**Exercise objective:** Without changing anything, copy out each entry.

**** Material for this exercise ****

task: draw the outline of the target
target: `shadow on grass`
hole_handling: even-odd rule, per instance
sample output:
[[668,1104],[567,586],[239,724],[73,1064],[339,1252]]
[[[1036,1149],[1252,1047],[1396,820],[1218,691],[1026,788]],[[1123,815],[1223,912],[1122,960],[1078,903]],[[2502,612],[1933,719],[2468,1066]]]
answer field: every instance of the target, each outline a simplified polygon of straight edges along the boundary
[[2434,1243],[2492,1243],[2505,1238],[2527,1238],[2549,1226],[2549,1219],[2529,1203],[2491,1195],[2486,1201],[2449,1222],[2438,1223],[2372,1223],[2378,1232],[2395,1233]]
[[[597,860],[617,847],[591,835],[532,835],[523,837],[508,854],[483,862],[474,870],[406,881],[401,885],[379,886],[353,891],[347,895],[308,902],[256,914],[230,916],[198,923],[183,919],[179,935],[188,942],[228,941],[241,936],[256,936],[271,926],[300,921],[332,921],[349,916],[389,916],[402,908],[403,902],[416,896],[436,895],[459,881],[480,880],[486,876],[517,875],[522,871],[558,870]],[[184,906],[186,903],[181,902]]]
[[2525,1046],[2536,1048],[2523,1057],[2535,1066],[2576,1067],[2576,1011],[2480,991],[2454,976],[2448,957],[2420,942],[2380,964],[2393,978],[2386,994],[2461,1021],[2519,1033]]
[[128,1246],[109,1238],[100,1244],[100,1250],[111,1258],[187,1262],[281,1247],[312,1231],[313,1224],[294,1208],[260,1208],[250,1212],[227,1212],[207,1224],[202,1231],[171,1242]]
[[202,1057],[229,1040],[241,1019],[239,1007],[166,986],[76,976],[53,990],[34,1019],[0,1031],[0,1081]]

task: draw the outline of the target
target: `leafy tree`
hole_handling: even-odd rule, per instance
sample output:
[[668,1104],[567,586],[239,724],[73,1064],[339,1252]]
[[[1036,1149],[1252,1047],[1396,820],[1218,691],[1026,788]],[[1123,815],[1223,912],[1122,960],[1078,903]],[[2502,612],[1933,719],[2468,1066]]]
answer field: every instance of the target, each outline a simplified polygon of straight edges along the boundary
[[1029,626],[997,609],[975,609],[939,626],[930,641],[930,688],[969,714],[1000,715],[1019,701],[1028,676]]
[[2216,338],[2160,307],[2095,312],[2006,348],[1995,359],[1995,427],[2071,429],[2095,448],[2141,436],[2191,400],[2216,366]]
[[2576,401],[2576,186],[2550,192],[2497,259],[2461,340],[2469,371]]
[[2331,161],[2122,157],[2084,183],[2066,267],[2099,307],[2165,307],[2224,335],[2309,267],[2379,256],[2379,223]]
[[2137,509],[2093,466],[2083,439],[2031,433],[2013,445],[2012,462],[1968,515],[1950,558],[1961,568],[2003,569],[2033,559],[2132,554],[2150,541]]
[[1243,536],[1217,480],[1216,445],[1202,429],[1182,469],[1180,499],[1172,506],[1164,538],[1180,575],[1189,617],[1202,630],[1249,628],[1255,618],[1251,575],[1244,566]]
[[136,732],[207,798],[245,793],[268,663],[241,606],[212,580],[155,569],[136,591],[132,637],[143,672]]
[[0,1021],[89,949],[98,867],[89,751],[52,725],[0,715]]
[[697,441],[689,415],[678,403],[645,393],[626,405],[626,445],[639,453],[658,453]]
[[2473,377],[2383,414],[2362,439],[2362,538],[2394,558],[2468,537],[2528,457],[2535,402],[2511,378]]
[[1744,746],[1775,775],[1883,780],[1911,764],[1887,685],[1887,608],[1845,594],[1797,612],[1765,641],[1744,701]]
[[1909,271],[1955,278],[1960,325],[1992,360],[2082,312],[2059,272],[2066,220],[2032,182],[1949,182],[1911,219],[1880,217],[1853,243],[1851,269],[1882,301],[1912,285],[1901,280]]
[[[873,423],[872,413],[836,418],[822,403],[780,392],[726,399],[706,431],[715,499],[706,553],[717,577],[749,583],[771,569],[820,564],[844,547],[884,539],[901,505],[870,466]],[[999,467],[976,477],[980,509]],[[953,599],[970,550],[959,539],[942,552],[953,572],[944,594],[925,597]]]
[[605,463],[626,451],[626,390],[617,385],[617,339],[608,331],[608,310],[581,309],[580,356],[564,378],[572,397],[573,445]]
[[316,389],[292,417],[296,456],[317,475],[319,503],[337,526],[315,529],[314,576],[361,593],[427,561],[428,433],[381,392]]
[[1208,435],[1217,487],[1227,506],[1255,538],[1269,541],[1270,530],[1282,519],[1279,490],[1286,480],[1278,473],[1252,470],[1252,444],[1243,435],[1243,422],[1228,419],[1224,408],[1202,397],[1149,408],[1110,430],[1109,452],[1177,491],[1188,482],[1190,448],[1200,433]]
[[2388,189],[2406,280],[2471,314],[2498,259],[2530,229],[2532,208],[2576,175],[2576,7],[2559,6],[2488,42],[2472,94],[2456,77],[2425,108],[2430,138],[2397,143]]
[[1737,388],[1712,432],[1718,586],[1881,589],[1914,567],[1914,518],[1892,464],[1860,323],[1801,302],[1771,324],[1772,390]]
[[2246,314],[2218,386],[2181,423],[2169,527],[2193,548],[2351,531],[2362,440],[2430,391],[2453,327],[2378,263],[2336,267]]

****

**The answer:**
task: draw the outline of the target
target: `shadow on grass`
hole_handling: even-odd rule, per instance
sample output:
[[668,1104],[567,586],[239,724],[73,1064],[339,1252]]
[[[1036,1149],[1252,1047],[1396,820],[1218,691],[1026,788]],[[1123,815],[1223,912],[1122,960],[1078,903]],[[2502,612],[1933,719],[2468,1066]]]
answer field: every instance of the target, each outline a simplified polygon of straight edges along the boundary
[[2434,1243],[2492,1243],[2505,1238],[2527,1238],[2549,1226],[2549,1219],[2529,1203],[2491,1195],[2486,1201],[2449,1222],[2438,1223],[2372,1223],[2378,1232],[2395,1233]]
[[[597,860],[617,847],[591,835],[532,835],[523,837],[508,854],[483,862],[474,870],[406,881],[401,885],[379,886],[353,891],[347,895],[308,902],[256,914],[230,916],[198,923],[183,919],[179,935],[188,942],[228,941],[241,936],[256,936],[271,926],[300,921],[332,921],[349,916],[389,916],[402,908],[403,902],[416,896],[436,895],[459,881],[480,880],[486,876],[517,875],[522,871],[558,870]],[[184,906],[186,903],[181,902]]]
[[2525,1046],[2536,1048],[2523,1057],[2535,1066],[2576,1067],[2576,1011],[2480,991],[2454,976],[2448,957],[2420,942],[2380,964],[2393,978],[2386,994],[2461,1021],[2519,1033]]
[[128,1246],[109,1238],[100,1244],[100,1250],[111,1258],[187,1262],[281,1247],[312,1231],[313,1224],[294,1208],[260,1208],[250,1212],[227,1212],[207,1224],[202,1231],[171,1242]]
[[202,1057],[229,1040],[241,1019],[239,1007],[166,986],[76,976],[53,990],[34,1019],[0,1031],[0,1081]]

task: draw the outline of the target
target: `leafy tree`
hole_handling: even-odd rule, per instance
sample output:
[[668,1104],[567,586],[239,724],[73,1064],[339,1252]]
[[[1036,1149],[1252,1047],[1396,820],[1218,691],[1026,788]],[[1123,815],[1223,912],[1122,960],[1078,903]],[[2502,612],[1933,719],[2468,1066]]]
answer field: every instance of the target, each outline a simplified polygon of straight edges along the boundary
[[1029,626],[997,609],[975,609],[939,626],[930,641],[930,688],[969,714],[1000,715],[1019,701],[1028,676]]
[[2216,338],[2160,307],[2095,312],[2006,348],[1995,359],[1995,427],[2071,429],[2095,448],[2141,436],[2191,400],[2216,366]]
[[2576,401],[2576,186],[2550,192],[2497,259],[2461,340],[2469,371]]
[[2331,161],[2122,157],[2084,183],[2066,267],[2099,307],[2165,307],[2224,335],[2309,267],[2379,256],[2379,223]]
[[2137,509],[2093,466],[2083,439],[2031,433],[2013,445],[2012,462],[1968,515],[1950,558],[1961,568],[2003,569],[2033,559],[2132,554],[2150,541]]
[[1243,536],[1217,480],[1216,445],[1202,429],[1182,469],[1180,499],[1172,506],[1164,538],[1180,575],[1189,617],[1202,630],[1249,628],[1255,618],[1251,575],[1244,566]]
[[136,732],[207,798],[245,793],[268,663],[241,606],[212,580],[155,569],[136,591],[132,637],[143,672]]
[[0,1021],[89,949],[98,867],[89,751],[52,725],[0,715]]
[[697,441],[689,415],[678,403],[645,393],[626,405],[626,445],[639,453],[658,453]]
[[2473,377],[2383,414],[2362,439],[2362,538],[2394,558],[2468,537],[2528,457],[2535,402],[2511,378]]
[[1744,746],[1775,775],[1883,780],[1911,764],[1887,685],[1887,608],[1845,594],[1797,612],[1765,641],[1744,701]]
[[1909,271],[1955,278],[1960,325],[1992,360],[2082,312],[2059,272],[2066,220],[2032,182],[1949,182],[1911,219],[1880,217],[1853,243],[1851,269],[1882,301],[1912,285],[1901,280]]
[[[873,423],[872,413],[836,418],[822,403],[780,392],[726,399],[706,431],[715,499],[706,553],[717,577],[749,583],[771,569],[820,564],[844,547],[884,539],[901,505],[870,466]],[[999,467],[976,477],[980,509]],[[953,599],[970,550],[959,539],[942,552],[953,572],[944,594],[925,597]]]
[[605,463],[626,451],[626,390],[617,385],[617,339],[608,331],[608,310],[581,309],[580,356],[564,378],[572,397],[573,445]]
[[316,389],[292,417],[296,456],[317,475],[319,503],[337,526],[315,529],[314,576],[361,593],[427,561],[428,433],[381,392]]
[[1208,435],[1217,487],[1227,506],[1255,538],[1269,541],[1270,530],[1282,519],[1279,490],[1286,480],[1278,473],[1252,470],[1252,444],[1243,435],[1243,422],[1228,419],[1224,408],[1202,397],[1149,408],[1110,430],[1109,452],[1177,491],[1188,482],[1190,448],[1200,433]]
[[2388,189],[2406,280],[2471,314],[2498,259],[2530,229],[2532,208],[2576,175],[2576,7],[2559,6],[2488,42],[2472,94],[2456,77],[2425,108],[2430,138],[2397,143]]
[[1737,388],[1712,432],[1718,586],[1881,589],[1914,567],[1914,518],[1892,464],[1860,323],[1801,302],[1771,324],[1772,390]]
[[2246,314],[2218,386],[2181,423],[2169,527],[2193,548],[2351,531],[2362,440],[2430,391],[2453,327],[2378,263],[2336,267]]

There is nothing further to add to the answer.